Raw records:
--

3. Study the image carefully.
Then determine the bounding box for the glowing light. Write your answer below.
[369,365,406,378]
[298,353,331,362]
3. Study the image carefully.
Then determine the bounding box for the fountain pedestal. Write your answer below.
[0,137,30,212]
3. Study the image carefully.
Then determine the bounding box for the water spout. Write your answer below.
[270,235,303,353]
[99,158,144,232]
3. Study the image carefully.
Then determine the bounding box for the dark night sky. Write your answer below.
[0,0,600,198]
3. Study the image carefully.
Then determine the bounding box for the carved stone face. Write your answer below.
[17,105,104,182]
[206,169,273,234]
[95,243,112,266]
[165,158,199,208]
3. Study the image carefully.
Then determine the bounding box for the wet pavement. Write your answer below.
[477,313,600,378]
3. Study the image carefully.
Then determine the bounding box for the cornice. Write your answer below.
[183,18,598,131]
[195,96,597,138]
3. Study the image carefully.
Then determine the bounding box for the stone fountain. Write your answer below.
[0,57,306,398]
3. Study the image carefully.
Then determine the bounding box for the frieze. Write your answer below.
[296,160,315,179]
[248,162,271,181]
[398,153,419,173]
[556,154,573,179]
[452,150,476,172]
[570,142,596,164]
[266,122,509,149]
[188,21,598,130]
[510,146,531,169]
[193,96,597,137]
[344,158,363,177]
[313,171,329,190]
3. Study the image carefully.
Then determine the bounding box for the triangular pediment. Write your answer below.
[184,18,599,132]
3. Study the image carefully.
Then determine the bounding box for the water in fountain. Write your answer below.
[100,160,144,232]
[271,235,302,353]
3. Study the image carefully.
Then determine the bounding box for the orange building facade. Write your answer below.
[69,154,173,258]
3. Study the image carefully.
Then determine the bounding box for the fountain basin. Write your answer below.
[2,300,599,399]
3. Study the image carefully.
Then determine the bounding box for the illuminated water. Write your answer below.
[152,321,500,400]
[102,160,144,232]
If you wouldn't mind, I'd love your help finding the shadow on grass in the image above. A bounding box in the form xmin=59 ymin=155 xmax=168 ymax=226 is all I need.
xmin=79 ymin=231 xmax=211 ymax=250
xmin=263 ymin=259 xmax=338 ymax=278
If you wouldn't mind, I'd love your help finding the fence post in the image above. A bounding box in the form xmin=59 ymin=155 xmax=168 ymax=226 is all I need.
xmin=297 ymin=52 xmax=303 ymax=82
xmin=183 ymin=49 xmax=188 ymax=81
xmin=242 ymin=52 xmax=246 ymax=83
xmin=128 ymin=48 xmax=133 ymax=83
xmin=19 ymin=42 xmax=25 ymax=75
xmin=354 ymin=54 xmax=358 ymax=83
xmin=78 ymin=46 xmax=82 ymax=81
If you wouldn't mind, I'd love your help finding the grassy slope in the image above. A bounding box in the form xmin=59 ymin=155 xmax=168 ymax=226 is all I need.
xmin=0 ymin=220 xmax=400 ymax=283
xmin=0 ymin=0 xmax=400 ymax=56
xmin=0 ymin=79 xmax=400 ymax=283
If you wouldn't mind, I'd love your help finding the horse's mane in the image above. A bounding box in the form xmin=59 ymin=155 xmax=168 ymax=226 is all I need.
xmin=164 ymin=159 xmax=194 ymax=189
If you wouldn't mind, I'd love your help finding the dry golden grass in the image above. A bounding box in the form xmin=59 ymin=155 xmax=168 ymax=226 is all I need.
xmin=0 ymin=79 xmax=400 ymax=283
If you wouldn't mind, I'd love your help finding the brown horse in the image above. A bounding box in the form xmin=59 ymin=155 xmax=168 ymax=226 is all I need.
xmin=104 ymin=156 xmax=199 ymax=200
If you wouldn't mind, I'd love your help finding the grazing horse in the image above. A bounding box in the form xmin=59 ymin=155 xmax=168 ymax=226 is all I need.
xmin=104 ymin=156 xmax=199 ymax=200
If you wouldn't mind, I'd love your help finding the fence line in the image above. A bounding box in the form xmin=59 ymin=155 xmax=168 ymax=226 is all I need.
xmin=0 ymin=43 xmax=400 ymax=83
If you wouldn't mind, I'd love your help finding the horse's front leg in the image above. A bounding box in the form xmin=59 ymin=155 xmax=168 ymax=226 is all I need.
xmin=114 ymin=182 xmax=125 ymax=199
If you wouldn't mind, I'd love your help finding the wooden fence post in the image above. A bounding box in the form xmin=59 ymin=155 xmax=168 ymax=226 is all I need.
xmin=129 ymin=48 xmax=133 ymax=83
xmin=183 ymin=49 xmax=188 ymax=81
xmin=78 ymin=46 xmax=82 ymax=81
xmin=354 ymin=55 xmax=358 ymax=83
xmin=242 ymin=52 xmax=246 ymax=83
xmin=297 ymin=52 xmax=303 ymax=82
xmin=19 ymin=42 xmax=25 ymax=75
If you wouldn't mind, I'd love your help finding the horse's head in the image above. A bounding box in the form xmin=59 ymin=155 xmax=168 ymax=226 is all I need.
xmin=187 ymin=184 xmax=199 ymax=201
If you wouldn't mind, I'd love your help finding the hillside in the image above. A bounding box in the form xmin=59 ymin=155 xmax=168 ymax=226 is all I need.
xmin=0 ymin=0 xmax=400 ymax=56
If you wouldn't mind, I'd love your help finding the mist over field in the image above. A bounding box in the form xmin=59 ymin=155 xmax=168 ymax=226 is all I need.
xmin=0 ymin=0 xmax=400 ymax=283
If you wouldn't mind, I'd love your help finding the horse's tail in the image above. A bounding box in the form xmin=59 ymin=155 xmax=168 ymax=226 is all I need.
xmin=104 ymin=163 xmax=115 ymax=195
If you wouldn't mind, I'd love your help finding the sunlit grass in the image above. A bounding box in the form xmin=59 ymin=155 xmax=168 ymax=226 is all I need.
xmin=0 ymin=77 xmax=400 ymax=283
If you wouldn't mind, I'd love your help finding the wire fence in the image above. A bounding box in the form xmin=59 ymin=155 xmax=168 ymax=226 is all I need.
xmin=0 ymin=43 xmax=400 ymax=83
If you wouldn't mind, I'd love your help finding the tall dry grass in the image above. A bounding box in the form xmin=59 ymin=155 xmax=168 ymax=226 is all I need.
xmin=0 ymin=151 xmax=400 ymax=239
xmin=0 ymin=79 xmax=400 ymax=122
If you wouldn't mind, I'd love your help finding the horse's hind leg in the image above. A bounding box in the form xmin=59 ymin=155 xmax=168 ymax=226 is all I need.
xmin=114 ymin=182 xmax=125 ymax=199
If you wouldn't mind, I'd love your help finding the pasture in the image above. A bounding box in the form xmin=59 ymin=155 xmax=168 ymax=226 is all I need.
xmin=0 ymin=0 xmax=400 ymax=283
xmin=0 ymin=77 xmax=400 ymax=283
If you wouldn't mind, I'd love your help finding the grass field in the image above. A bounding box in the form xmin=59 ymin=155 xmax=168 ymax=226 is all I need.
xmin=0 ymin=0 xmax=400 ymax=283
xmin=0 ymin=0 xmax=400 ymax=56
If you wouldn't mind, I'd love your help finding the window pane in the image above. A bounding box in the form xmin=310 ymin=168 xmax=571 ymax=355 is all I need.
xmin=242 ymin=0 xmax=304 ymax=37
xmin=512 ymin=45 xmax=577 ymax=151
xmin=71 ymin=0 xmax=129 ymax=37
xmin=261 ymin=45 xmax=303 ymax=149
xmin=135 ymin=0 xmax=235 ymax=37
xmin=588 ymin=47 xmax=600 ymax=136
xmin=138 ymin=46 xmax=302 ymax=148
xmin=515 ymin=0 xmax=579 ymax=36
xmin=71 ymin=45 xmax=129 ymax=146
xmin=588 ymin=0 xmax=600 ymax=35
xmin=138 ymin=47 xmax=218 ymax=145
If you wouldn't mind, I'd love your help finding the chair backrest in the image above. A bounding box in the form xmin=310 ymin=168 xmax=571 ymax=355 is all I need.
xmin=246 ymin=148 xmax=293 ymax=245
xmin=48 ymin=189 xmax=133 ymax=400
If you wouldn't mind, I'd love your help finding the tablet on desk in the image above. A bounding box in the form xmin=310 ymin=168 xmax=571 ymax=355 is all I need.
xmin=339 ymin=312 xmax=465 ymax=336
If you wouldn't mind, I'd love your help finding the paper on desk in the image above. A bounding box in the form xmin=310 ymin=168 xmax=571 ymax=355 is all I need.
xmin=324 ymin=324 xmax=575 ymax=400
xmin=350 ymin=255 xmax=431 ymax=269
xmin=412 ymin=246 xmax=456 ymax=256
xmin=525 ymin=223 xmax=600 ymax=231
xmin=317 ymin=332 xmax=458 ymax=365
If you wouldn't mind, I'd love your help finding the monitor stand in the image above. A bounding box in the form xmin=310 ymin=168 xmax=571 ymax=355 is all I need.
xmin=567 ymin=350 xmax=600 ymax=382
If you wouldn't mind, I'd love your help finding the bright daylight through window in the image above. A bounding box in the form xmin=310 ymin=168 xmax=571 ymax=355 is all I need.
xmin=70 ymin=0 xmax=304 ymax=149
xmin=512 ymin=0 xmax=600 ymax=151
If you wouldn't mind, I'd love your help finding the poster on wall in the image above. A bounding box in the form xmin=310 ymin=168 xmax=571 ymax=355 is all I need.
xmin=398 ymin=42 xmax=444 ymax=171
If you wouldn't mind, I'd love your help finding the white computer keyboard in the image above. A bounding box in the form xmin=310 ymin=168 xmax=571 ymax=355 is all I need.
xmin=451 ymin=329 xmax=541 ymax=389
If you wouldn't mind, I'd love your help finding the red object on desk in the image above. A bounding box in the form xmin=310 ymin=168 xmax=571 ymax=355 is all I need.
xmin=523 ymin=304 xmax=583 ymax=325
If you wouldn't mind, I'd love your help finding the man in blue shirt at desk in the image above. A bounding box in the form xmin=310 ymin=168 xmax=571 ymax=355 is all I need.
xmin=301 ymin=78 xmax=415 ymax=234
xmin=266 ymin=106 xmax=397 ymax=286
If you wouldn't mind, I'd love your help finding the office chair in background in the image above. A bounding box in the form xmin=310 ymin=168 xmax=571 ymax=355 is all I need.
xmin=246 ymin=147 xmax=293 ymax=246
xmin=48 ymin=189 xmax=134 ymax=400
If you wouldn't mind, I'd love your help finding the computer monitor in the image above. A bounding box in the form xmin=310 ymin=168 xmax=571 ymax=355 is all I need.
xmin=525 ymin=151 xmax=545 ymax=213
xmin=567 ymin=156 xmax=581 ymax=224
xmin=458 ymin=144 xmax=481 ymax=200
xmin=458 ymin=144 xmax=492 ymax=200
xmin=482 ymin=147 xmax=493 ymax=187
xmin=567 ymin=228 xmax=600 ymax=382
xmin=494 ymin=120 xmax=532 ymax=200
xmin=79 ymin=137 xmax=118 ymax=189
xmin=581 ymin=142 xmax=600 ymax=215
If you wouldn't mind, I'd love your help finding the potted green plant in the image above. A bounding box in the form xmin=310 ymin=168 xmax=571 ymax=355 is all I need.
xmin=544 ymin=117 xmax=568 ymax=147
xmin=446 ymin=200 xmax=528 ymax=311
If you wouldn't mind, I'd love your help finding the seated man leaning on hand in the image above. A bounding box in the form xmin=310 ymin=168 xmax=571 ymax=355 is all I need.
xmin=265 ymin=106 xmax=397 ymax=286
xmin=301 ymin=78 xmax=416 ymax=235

--

Requirements: Copy the entries again, beginning at the line that has "If you wouldn't mind, I'd love your help finding the poster" and stopping after the line that has "xmin=523 ymin=304 xmax=583 ymax=325", with "bounding box" switched to "rectangle" and nothing else altered.

Task result:
If you wouldn't mind, I'd love your help finding the poster on wall in the image above. A rectangle in the form xmin=310 ymin=168 xmax=571 ymax=355 is all I need.
xmin=398 ymin=42 xmax=444 ymax=171
If you wouldn't mind, I'd love your help finding the white computer keyboard in the image above. A rectangle in the form xmin=310 ymin=168 xmax=571 ymax=355 is all I need.
xmin=451 ymin=329 xmax=541 ymax=389
If you wouldn't mind, I'd love your help finding the red object on desk in the image above. A rectangle in the form xmin=310 ymin=168 xmax=571 ymax=355 is all I need.
xmin=523 ymin=304 xmax=583 ymax=325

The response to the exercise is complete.